◆ Extract provided ◆
--- START ---

SCHELL: Well, I don’t think it’s a propaganda event, because one of the explicit purposes of it was to build support for putting stronger sanctions on Iran through the UN Security Council. That’s why they made such a big deal out of Hu Jintao coming from China and of his statement that he would cooperate in some unspecified way in thinking about sanctions upon Iran. So that was a very explicit objective of the whole thing.

JAY: By propaganda event, I was talking more about the deal between United States and Russia. I know everyone thinks it’s a good thing that they have less weapons, but it’s kind of—when they’re left with, still, so many nuclear weapons, the reduction doesn’t seem so substantive, except it gives them an argument that they’re doing their role under the NPT, so now that adds to the ability to gather support for sanctions against Iran.

SCHELL: Yeah. The position of the United States now, the stated position, is we now are in favor of moving to a world free of nuclear weapons. That’s the stated position. But it may take a very long time. So all we can do now is take certain steps. And obviously the “New START Agreement”, as they call it, it is a step of this kind. And once again, one of the explicit purposes here, which does have reference to that larger vision, is that because the US is taking those steps, it’s showing that it’s fulfilling its part of the NPT bargain, that bargain being that the existing nuclear powers will go to zero, and in exchange the other countries of the world will not develop nuclear weapons. So all of that is explicitly stated. But I think the question that hangs over it all is whether the commitment and the actual steps towards the visionary goal are real enough or large enough or even serious enough to give credence to the plan. Let’s suppose for instance that Russia and the United States were to get together, have a solemn meeting, have interagency processes, big studies, and so on, and say, we mean this thing about going to zero nuclear weapons as we’re required to do under Article 6 of the Nonproliferation Treaty, and we’ve got a schedule for doing it, and here’s the point at which we’ll invite the other nuclear powers in, and here’s the role for the nonnuclear powers, and so forth, and we’re to make a very significant commitment that was believable, then that really would transform the proliferation picture, in my opinion, because then you’d have a united world. You’d have the great powers united, all of them Non-Proliferation Treaty moving to a nuclear-weapon free world and saying to Iran or North Korea, we are hardly going to stand for it if we get out of this business and you remain in it.

--- END ---

◆ Entries shown ◆
--- START ---

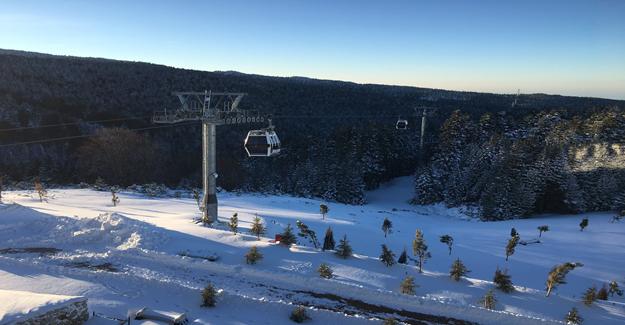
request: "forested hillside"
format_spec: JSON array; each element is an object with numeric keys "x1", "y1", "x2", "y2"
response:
[
  {"x1": 0, "y1": 51, "x2": 625, "y2": 206},
  {"x1": 415, "y1": 108, "x2": 625, "y2": 220}
]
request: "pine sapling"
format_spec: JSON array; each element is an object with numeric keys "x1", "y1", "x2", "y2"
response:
[
  {"x1": 579, "y1": 218, "x2": 588, "y2": 231},
  {"x1": 250, "y1": 217, "x2": 265, "y2": 240},
  {"x1": 412, "y1": 229, "x2": 432, "y2": 273},
  {"x1": 228, "y1": 212, "x2": 239, "y2": 235},
  {"x1": 440, "y1": 235, "x2": 454, "y2": 255},
  {"x1": 608, "y1": 281, "x2": 623, "y2": 297},
  {"x1": 289, "y1": 306, "x2": 310, "y2": 323},
  {"x1": 245, "y1": 246, "x2": 263, "y2": 264},
  {"x1": 382, "y1": 317, "x2": 399, "y2": 325},
  {"x1": 538, "y1": 225, "x2": 549, "y2": 238},
  {"x1": 380, "y1": 244, "x2": 395, "y2": 267},
  {"x1": 564, "y1": 307, "x2": 584, "y2": 325},
  {"x1": 480, "y1": 290, "x2": 497, "y2": 310},
  {"x1": 493, "y1": 268, "x2": 514, "y2": 293},
  {"x1": 111, "y1": 189, "x2": 119, "y2": 207},
  {"x1": 319, "y1": 204, "x2": 330, "y2": 220},
  {"x1": 382, "y1": 218, "x2": 393, "y2": 238},
  {"x1": 323, "y1": 227, "x2": 335, "y2": 251},
  {"x1": 202, "y1": 283, "x2": 217, "y2": 307},
  {"x1": 506, "y1": 236, "x2": 520, "y2": 261},
  {"x1": 399, "y1": 276, "x2": 417, "y2": 296},
  {"x1": 335, "y1": 235, "x2": 352, "y2": 258},
  {"x1": 280, "y1": 224, "x2": 297, "y2": 246},
  {"x1": 397, "y1": 247, "x2": 408, "y2": 264},
  {"x1": 295, "y1": 220, "x2": 319, "y2": 248},
  {"x1": 449, "y1": 258, "x2": 471, "y2": 281},
  {"x1": 35, "y1": 179, "x2": 48, "y2": 202},
  {"x1": 582, "y1": 286, "x2": 597, "y2": 306},
  {"x1": 597, "y1": 284, "x2": 608, "y2": 300},
  {"x1": 546, "y1": 262, "x2": 584, "y2": 297},
  {"x1": 317, "y1": 263, "x2": 334, "y2": 279}
]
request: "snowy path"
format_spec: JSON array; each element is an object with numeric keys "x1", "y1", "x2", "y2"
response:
[{"x1": 0, "y1": 178, "x2": 625, "y2": 324}]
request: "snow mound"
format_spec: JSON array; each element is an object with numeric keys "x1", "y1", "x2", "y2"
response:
[
  {"x1": 0, "y1": 290, "x2": 86, "y2": 324},
  {"x1": 0, "y1": 204, "x2": 167, "y2": 250}
]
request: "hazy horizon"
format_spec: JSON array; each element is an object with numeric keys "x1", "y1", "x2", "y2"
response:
[{"x1": 0, "y1": 0, "x2": 625, "y2": 100}]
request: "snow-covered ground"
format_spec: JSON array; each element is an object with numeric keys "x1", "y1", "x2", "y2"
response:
[{"x1": 0, "y1": 177, "x2": 625, "y2": 324}]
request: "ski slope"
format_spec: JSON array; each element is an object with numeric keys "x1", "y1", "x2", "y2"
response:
[{"x1": 0, "y1": 177, "x2": 625, "y2": 324}]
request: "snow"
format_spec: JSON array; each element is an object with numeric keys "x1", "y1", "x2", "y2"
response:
[
  {"x1": 0, "y1": 177, "x2": 625, "y2": 324},
  {"x1": 0, "y1": 289, "x2": 85, "y2": 324}
]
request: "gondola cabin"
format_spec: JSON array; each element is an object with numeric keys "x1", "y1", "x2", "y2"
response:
[
  {"x1": 395, "y1": 119, "x2": 408, "y2": 130},
  {"x1": 245, "y1": 129, "x2": 280, "y2": 157}
]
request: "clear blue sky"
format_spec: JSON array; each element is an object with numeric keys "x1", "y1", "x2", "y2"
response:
[{"x1": 0, "y1": 0, "x2": 625, "y2": 99}]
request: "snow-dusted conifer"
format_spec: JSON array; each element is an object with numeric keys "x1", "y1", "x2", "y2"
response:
[
  {"x1": 399, "y1": 276, "x2": 417, "y2": 295},
  {"x1": 228, "y1": 212, "x2": 239, "y2": 235},
  {"x1": 506, "y1": 236, "x2": 520, "y2": 261},
  {"x1": 323, "y1": 227, "x2": 335, "y2": 251},
  {"x1": 380, "y1": 244, "x2": 395, "y2": 266},
  {"x1": 336, "y1": 235, "x2": 352, "y2": 258},
  {"x1": 440, "y1": 235, "x2": 454, "y2": 255},
  {"x1": 382, "y1": 218, "x2": 393, "y2": 238},
  {"x1": 250, "y1": 217, "x2": 265, "y2": 240},
  {"x1": 564, "y1": 307, "x2": 584, "y2": 325},
  {"x1": 397, "y1": 247, "x2": 408, "y2": 264},
  {"x1": 412, "y1": 229, "x2": 432, "y2": 273}
]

--- END ---

◆ Study questions ◆
1. Write out, word for word, everything in the interview transcript on nuclear arms from "JAY: By propaganda" down to "sanctions against Iran.".
2. Carry on the interview transcript on nuclear arms from the point where it stops.

◆ Replies ◆
1.
JAY: By propaganda event, I was talking more about the deal between United States and Russia. I know everyone thinks it’s a good thing that they have less weapons, but it’s kind of—when they’re left with, still, so many nuclear weapons, the reduction doesn’t seem so substantive, except it gives them an argument that they’re doing their role under the NPT, so now that adds to the ability to gather support for sanctions against Iran.

2.
JAY: But they’re clearly not making those kinds of serious steps.

SCHELL: They’ve done some things, but nothing like that. And so then the question becomes, as you say, is this a sort of a PR program or a propaganda program merely to pretend that we are serious about nuclear disarmament, in order to get some sort of moral prestige for persuading other nations to go along with us in sanctioning Iran or North Korea, and in that case our intention would be simply to hold on to our nuclear weapons for an indefinite future, while persuading other people not to get them, in other words to shore up the double standard, to shore up the two-tier system, which is so difficult to maintain now?

JAY: And the other big piece of this two-tier system or this system of hypocrisy is the issue of Israel. I mean, if the United States—if there was one single thing the United States could do that would send a message they were serious about all this would be to demand that Israel sign the Nonproliferation Treaty and come under its terms and everybody acknowledge Israel has weapons. This kind of crazy piece of theater that they pretend as if nobody knows is getting silly. But it makes the US position on Iran all the weaker.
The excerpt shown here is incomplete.